● Vorliegender Text:
Navigation zeigen
Navigation verbergen

Marieluise Gallinat-Schneider

Gemeindereferentin in Bruchsal

Predigten von Marieluise Gallinat-Schneider

Vorabendmesse, 2. Oktober 2010, St. Peter, Bruchsal

1. Lesung

1 Wie lange, Herr, soll ich noch rufen, und du hörst nicht? Ich schreie zu dir: Hilfe, Gewalt! Aber du hilfst nicht.
2 Warum lässt du mich die Macht des Bösen erleben und siehst der Unterdrückung zu? Wohin ich blicke, sehe ich Gewalt und Misshandlung, erhebt sich Zwietracht und Streit.
3 Der Herr gab mir Antwort und sagte: Schreib nieder, was du siehst, schreib es deutlich auf die Tafeln, damit man es mühelos lesen kann.
4 Denn erst zu der bestimmten Zeit trifft ein, was du siehst; aber es drängt zum Ende und ist keine Täuschung; wenn es sich verzögert, so warte darauf; denn es kommt, es kommt und bleibt nicht aus.
5 Sieh her: Wer nicht rechtschaffen ist, schwindet dahin, der Gerechte aber bleibt wegen seiner Treue am Leben. (Hab 1, 2-3; 2, 2-4)

Evangelium

In jener Zeit baten die Apostel den Herrn: Stärke unseren Glauben!
6 Der Herr erwiderte: Wenn euer Glaube auch nur so groß wäre wie ein Senfkorn, würdet ihr zu dem Maulbeerbaum hier sagen: Heb dich samt deinen Wurzeln aus dem Boden, und verpflanz dich ins Meer!, und er würde euch gehorchen.
7 Wenn einer von euch einen Sklaven hat, der pflügt oder das Vieh hütet, wird er etwa zu ihm, wenn er vom Feld kommt, sagen: Nimm gleich Platz zum Essen?
8 Wird er nicht vielmehr zu ihm sagen: Mach mir etwas zu essen, gürte dich, und bediene mich; wenn ich gegessen und getrunken habe, kannst auch du essen und trinken.
9 Bedankt er sich etwa bei dem Sklaven, weil er getan hat, was ihm befohlen wurde?
10 So soll es auch bei euch sein: Wenn ihr alles getan habt, was euch befohlen wurde, sollt ihr sagen: Wir sind unnütze Sklaven; wir haben nur unsere Schuldigkeit getan. (Lk 17, 5-10)

Ich hatte als Kind zwei absolute Lieblingsbücher, "Heidi" und "Der kleine Lord" und schaffte es, jedes Mal aufs Neue beim lesen völlig verheult vor lauter Rührung zu sein. Selbst heute geht es mir noch so, dass ich, wenn ich in der Weihnachtszeit den gestrengen Großvater Alec Guinness erlebe und am Ende Frieden zwischen ihm und Cedrics Mutter herrscht oder als ich mit meinen Kindern im KiKa die diversen Heidifilme schaute, immer noch muss ein Paket Tempos in der Nähe sein. Dabei weiß ich genau, wie es ausgeht und es ist ja wie bei jeder Schnulze, am Anfang werden wir in die Charaktere eingeführt, die hier hartherzige Großväter sind, die in ihrem Leben vieles falsch gemacht haben und unschuldige kleine Kindern, die deren Menschenverachtung knacken, im mittleren Teil gibt es Irrungen und Wirrungen, am Ende ist alles gut und die Übeltäter wurden, möglicherweise noch mit Gottes Hilfe zu guten Menschen gemacht. Der Schmalzfilm läßt grüßen! Und dennoch lechzen wir Menschen nach solchen Geschichten. Wir hoffen, dass das Leben so verläuft, dass Menschen nach diesem Strickmuster funktionieren und hoffen immer wieder aufs Neue auf ein Happy End, auch im realen Leben.

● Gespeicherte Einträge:
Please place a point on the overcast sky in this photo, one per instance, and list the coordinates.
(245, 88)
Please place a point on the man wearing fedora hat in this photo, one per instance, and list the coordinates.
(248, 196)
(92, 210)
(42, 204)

● Aufgabe 1: Übersetze den Satz „Und dennoch lechzen wir Menschen nach solchen Geschichten.“ aus der Predigt ins Englische.
● Aufgabe 2: Schreibe aus der Predigt den Abschnitt ab, der mit den Worten beginnt, die „1 Wie lange, Herr, soll“ enthalten, und mit „mühelos lesen kann.“ endet.

● Antwort 1: And yet we humans crave stories like these.

● Antwort 2:
1 Wie lange, Herr, soll ich noch rufen, und du hörst nicht? Ich schreie zu dir: Hilfe, Gewalt! Aber du hilfst nicht.
2 Warum lässt du mich die Macht des Bösen erleben und siehst der Unterdrückung zu? Wohin ich blicke, sehe ich Gewalt und Misshandlung, erhebt sich Zwietracht und Streit.
3 Der Herr gab mir Antwort und sagte: Schreib nieder, was du siehst, schreib es deutlich auf die Tafeln, damit man es mühelos lesen kann.